(What needs to be done) Please copy out the entries below exactly, beginning with the line that contains "Indicate every instance of the orange" and ending with the line that contains "Indicate every instance of the snowy verge.", and include nothing outside that span.

═════ Dataset extract ═════

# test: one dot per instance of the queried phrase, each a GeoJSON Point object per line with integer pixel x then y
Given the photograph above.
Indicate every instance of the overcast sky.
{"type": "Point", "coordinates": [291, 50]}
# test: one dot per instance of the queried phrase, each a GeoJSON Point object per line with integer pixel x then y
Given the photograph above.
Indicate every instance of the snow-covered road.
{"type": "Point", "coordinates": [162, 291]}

═════
═════ Dataset extract ═════

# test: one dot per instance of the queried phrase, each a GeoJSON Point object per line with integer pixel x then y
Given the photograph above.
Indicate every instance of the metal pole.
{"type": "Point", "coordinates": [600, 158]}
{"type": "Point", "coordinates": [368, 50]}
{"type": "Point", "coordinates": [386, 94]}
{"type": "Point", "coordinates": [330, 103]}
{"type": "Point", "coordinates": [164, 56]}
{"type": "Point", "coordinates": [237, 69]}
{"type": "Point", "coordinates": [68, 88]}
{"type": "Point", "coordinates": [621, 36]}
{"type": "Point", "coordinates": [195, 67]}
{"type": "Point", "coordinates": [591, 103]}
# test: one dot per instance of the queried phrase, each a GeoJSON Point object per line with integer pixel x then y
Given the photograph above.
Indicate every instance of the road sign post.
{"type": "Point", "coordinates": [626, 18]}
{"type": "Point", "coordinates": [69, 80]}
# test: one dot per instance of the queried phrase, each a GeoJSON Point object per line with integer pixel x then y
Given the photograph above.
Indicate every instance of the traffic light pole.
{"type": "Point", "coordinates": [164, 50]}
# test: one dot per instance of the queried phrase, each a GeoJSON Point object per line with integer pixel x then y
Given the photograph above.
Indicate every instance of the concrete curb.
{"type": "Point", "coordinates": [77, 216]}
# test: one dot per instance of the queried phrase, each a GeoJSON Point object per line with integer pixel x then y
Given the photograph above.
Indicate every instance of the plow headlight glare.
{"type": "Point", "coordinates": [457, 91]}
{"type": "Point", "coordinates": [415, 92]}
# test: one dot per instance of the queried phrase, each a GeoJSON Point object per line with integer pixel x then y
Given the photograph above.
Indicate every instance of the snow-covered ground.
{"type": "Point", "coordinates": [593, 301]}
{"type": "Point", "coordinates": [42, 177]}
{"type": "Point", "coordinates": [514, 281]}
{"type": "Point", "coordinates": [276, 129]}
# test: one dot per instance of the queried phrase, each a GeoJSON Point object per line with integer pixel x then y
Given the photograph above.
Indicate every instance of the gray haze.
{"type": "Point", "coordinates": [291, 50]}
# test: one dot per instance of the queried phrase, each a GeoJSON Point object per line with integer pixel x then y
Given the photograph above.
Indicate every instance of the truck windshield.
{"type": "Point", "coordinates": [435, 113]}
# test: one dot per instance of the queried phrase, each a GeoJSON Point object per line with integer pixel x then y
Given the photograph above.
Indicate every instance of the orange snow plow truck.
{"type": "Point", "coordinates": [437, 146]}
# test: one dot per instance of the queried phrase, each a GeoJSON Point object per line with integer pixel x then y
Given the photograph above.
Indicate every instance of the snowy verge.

═════

(Answer to this exercise)
Indicate every instance of the orange snow plow truck.
{"type": "Point", "coordinates": [437, 146]}
# test: one dot per instance of the queried phrase, each a GeoJSON Point object per line with integer pixel x then y
Given the photograph above.
Indicate every instance of the snowy verge.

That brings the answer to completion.